Excerpts of location labeling data —
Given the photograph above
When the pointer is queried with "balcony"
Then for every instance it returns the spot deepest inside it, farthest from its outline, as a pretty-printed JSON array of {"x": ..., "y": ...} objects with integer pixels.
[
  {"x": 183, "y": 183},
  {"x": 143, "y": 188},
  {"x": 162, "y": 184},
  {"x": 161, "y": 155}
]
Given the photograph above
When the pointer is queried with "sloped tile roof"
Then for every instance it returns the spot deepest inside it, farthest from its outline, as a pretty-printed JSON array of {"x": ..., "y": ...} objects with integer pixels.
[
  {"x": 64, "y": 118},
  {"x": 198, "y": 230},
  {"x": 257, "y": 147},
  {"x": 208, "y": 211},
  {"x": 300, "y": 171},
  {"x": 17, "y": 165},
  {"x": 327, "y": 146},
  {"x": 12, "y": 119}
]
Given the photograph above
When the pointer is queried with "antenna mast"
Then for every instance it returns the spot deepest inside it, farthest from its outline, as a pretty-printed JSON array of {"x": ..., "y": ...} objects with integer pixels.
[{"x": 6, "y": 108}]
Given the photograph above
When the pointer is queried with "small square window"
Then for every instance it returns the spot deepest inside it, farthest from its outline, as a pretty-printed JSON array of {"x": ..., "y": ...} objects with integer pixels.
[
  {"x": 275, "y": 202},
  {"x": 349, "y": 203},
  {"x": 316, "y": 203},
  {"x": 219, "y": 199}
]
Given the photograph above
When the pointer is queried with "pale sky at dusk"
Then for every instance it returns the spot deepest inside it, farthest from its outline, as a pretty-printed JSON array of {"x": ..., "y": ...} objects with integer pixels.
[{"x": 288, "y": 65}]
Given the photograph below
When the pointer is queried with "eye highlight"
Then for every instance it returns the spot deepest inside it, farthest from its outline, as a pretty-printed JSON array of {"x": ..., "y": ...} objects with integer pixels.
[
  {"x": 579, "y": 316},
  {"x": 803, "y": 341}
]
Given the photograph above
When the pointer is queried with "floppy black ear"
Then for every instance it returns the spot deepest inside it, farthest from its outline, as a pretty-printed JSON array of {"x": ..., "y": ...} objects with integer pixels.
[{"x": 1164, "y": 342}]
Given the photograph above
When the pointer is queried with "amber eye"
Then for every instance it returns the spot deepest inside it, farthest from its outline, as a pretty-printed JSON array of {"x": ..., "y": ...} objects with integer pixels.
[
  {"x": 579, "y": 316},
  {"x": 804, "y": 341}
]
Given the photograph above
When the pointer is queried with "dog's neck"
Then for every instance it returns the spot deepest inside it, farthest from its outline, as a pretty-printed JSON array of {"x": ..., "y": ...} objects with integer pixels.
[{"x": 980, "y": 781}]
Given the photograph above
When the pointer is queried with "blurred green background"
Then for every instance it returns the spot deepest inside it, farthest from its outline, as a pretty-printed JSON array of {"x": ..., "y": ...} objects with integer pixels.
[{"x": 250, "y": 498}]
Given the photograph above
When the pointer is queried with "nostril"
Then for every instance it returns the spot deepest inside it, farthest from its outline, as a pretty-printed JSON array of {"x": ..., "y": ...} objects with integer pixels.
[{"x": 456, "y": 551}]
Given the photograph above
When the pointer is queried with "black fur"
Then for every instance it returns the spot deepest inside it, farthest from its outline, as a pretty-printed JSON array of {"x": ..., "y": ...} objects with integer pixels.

EXERCISE DETAILS —
Copy down the material exactly as written.

THE REPLY —
Given the photograph above
When the pointer is queried with "balcony"
Then for every instance it returns the spot deepest inside it, farthest from its outline, as a pretty-printed JSON array of {"x": ..., "y": ...} objects with integer pixels.
[
  {"x": 183, "y": 183},
  {"x": 143, "y": 188},
  {"x": 162, "y": 184},
  {"x": 161, "y": 155}
]
Given the photograph above
When the pointer is queried with "sloped tile roof"
Then for every instance it returns the spot deepest inside it, farthest from its outline, as a pretty-printed JSON array of {"x": ..., "y": ...} objects with integer pixels.
[
  {"x": 64, "y": 118},
  {"x": 198, "y": 230},
  {"x": 257, "y": 147},
  {"x": 208, "y": 211},
  {"x": 300, "y": 171},
  {"x": 17, "y": 165},
  {"x": 327, "y": 146},
  {"x": 12, "y": 119}
]
Given the photograph above
When the pointer is queried with "antenna mast"
Then for every instance it returns the spot deepest inside it, farthest from its outline, as a pretty-printed JSON array of {"x": ..., "y": ...} objects with integer pixels.
[{"x": 6, "y": 108}]
Given the photograph above
When the pointer is queried with "small square window"
Then for every instance it returns the spot deepest inside it, farthest from its outline, as a pretty-printed JSON array of {"x": ..., "y": ...} objects with integer pixels.
[
  {"x": 275, "y": 202},
  {"x": 349, "y": 203},
  {"x": 316, "y": 203},
  {"x": 219, "y": 199}
]
Given the photograph above
When the pointer is queried with "pale sky at dusk"
Then for every instance it returns the spot deepest inside it, farthest from its outline, as a pretty-printed JSON array of {"x": ..., "y": ...} objects with integer pixels.
[{"x": 288, "y": 65}]
Given the photograph below
When the pointer is queried with "eye highlight"
Then for every instance it returns the spot deepest inside it, farthest from its outline, as a pretty-printed JSON array of {"x": ..., "y": ...} objects with integer pixels.
[
  {"x": 579, "y": 316},
  {"x": 803, "y": 341}
]
Given the photograph above
When the pointer is queried with "floppy black ear"
Then for every instance it returns the spot deepest inside it, farthest from its outline, as a pretty-printed JSON array of {"x": ..., "y": ...} objects with integer pixels.
[{"x": 1164, "y": 342}]
Given the photograph above
When the pointer is queried with "amber eye"
Then for every instance it returns the spot deepest inside it, farthest from its outline, as a pretty-printed JSON array of {"x": ..., "y": ...} objects with integer pixels.
[
  {"x": 579, "y": 316},
  {"x": 804, "y": 341}
]
Given the photograph above
When the pointer is queried with "dog's neck"
Then for every instance it returns the spot deepest inside it, farthest from its outline, as a pretty-printed JSON array of {"x": ..., "y": ...} objects with integer pixels.
[{"x": 980, "y": 781}]
Given the photograph above
When the pointer is queried with "blurred green background"
Then for every instance it returns the spot deepest inside it, farthest from its outline, as a pretty-printed JSON array of {"x": ..., "y": ...} objects with integer pixels.
[{"x": 250, "y": 498}]
Given the photograph above
When the pointer is queried with "nostril"
Then for every instance it returns the spot deepest inside it, farthest from its outline, as a pretty-printed JSON array of {"x": ..., "y": ...} objects with integer pixels.
[{"x": 456, "y": 551}]
Given the photograph above
When the pointer is queried with "black fur"
Then for every instance it returns the spot deepest inside it, farthest from its outline, as a pretty-printed JSON array of {"x": ..., "y": ...} objects with integer pixels.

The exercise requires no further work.